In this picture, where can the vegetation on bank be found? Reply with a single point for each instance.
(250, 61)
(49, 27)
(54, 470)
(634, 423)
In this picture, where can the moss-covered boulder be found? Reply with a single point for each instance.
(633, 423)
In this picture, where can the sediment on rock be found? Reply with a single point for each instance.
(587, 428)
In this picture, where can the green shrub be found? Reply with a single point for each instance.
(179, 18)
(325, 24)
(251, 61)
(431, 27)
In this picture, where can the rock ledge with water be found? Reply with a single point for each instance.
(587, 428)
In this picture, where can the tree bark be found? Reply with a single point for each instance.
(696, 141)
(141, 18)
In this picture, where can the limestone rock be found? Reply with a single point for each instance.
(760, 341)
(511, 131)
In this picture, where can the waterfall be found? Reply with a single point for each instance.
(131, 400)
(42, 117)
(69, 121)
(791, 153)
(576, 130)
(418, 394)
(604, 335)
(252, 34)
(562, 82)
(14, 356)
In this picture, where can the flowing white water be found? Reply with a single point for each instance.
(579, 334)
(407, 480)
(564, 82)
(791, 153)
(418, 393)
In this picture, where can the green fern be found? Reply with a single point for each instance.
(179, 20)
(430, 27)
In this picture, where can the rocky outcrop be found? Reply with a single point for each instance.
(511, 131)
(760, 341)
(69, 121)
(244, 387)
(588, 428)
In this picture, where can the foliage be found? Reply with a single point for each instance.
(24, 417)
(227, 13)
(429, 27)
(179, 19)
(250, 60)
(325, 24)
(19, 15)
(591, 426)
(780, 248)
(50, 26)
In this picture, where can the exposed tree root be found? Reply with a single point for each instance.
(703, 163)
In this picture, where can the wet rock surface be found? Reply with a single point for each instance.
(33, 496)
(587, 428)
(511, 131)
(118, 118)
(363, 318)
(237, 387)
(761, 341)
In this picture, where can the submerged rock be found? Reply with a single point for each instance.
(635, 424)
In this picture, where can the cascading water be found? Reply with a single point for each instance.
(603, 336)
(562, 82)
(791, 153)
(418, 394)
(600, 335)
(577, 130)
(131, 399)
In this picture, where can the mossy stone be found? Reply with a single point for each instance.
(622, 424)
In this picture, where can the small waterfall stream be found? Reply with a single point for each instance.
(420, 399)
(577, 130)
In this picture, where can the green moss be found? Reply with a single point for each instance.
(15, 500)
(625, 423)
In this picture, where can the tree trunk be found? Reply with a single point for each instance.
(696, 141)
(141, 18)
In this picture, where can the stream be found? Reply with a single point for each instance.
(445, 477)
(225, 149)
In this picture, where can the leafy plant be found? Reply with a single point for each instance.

==

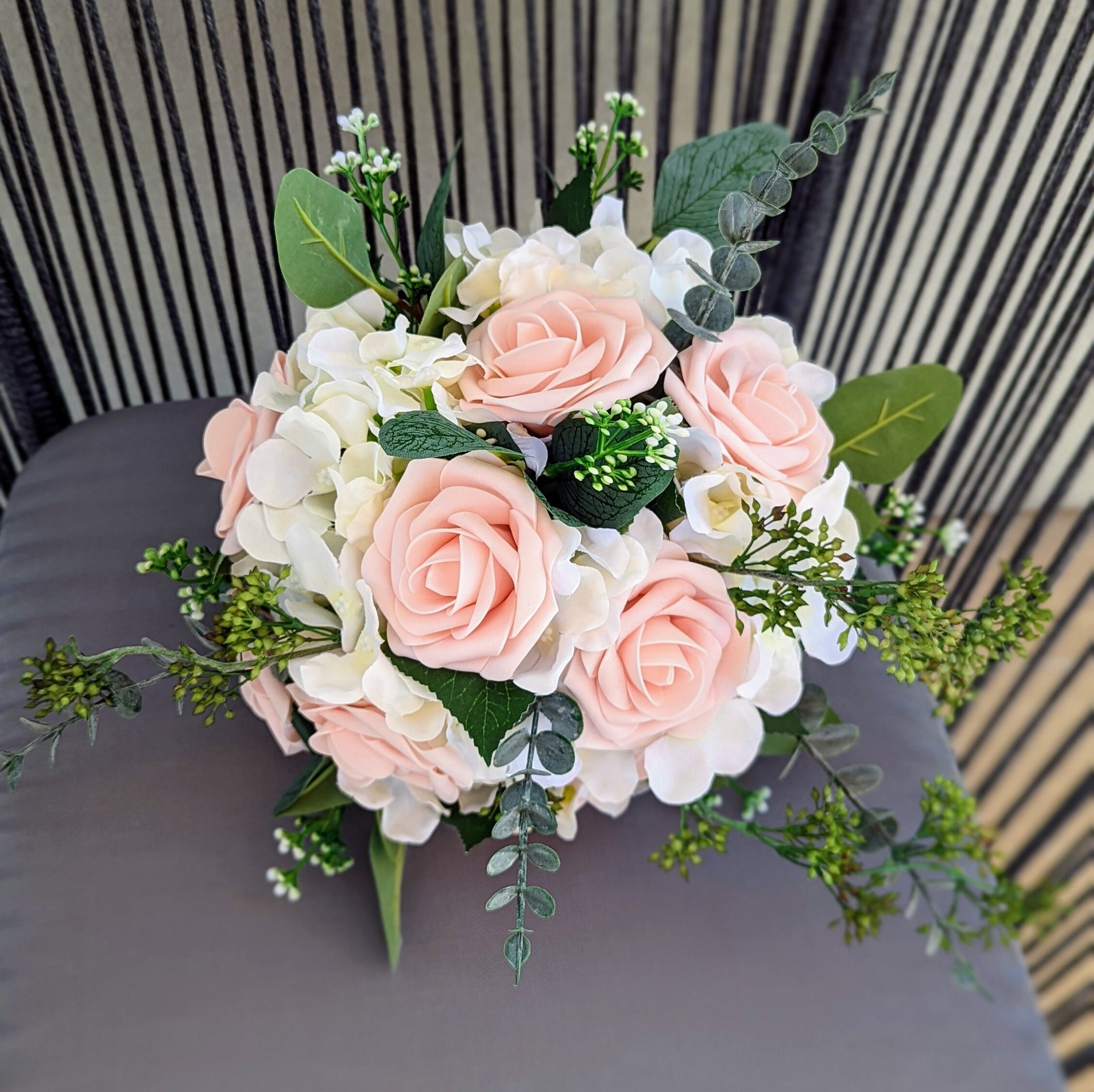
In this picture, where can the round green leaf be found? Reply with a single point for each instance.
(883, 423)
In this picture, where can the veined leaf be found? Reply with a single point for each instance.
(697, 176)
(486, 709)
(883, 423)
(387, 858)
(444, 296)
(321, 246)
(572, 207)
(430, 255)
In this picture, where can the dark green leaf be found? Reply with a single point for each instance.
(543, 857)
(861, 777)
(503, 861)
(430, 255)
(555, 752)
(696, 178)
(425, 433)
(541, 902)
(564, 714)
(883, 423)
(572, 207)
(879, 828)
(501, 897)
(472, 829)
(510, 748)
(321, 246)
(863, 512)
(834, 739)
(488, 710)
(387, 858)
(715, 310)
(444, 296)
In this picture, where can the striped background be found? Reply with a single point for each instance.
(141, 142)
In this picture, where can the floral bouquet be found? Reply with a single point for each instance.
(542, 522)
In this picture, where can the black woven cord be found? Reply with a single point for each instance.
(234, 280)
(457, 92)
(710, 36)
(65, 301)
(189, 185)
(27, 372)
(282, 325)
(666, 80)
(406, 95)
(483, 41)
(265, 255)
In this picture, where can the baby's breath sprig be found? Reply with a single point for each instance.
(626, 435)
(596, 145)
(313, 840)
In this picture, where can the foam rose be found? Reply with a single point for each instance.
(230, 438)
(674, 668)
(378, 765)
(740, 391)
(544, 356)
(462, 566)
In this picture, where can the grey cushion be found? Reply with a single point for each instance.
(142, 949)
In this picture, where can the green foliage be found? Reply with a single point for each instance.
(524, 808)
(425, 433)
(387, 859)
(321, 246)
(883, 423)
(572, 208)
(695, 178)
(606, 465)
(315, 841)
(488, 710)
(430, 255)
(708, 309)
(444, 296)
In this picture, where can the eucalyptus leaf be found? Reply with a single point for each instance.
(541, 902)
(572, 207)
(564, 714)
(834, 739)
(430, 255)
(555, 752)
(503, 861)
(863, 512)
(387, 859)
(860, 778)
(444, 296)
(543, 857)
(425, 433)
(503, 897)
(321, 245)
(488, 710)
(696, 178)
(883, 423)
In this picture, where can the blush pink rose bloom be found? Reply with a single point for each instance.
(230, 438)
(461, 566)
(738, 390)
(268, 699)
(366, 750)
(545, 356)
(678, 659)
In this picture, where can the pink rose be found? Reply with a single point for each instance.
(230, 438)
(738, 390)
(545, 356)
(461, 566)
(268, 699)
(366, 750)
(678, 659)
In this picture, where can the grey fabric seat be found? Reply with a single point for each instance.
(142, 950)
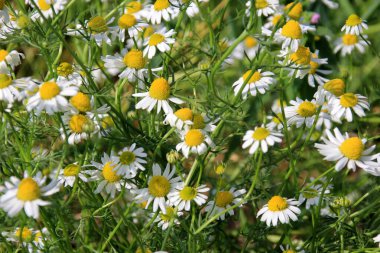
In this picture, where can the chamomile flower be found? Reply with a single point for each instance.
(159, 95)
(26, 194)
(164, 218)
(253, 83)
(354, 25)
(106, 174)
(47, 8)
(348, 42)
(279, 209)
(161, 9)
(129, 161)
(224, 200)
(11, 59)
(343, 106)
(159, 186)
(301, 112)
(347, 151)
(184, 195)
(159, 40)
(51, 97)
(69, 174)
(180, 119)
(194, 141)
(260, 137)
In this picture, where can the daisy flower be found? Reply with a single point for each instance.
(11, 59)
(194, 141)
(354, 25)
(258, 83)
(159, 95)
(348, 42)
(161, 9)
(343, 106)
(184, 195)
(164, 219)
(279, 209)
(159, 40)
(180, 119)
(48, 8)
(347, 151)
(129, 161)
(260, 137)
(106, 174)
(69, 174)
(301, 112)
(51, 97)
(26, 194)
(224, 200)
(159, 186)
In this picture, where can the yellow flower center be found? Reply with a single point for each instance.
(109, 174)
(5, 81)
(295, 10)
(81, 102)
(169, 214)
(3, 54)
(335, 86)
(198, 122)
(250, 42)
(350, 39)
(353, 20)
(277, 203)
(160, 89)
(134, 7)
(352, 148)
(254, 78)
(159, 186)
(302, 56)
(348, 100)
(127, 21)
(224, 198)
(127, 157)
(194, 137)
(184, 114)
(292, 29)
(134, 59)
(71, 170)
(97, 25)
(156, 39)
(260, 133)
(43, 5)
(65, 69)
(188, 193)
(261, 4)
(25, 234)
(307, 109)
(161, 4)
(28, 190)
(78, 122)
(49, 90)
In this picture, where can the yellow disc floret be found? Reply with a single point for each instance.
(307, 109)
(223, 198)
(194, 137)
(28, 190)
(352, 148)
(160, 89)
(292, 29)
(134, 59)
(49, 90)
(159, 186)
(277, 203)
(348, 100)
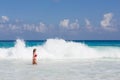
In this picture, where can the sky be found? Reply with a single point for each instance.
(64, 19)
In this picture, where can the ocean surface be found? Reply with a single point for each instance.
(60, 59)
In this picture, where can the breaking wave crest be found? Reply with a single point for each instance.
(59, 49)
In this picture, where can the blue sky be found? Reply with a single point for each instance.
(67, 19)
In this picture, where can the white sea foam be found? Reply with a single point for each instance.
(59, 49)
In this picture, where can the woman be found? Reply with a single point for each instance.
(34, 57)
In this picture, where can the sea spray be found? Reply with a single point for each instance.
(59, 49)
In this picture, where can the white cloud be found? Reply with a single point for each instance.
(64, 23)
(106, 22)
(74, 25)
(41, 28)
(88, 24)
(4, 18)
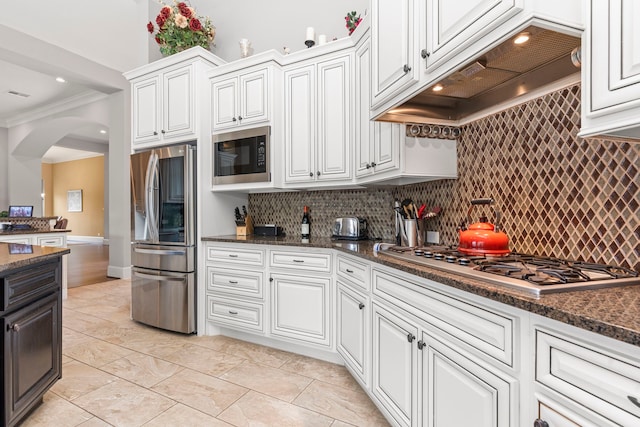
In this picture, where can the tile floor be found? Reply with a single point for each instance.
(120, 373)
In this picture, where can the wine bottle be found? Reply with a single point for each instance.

**WHAT YOU SHOULD DO**. What do the entries above read from the line containing "In this picture, where can the white sea" through the line containing "In this picture, where can the wine"? Output those lines exactly, both ends included, with the pictures left out.

**TASK RESPONSE**.
In this picture, where can the white sea foam be found? Reply with a single point for each instance.
(59, 49)
In this picture, where can the woman be found? Reply with a single point for each instance.
(34, 57)
In this picture, where can the sea spray be found? Reply with a single point for each instance.
(59, 49)
In this picture, where can the white cloud be found? Reply with a single point for each instance.
(64, 23)
(106, 22)
(74, 25)
(41, 28)
(88, 24)
(4, 18)
In this picture, where can the tile floor be found? Reply with a single point for each instance.
(120, 373)
In this picture, where can the wine bottle be found? Reply with a single point for each instance.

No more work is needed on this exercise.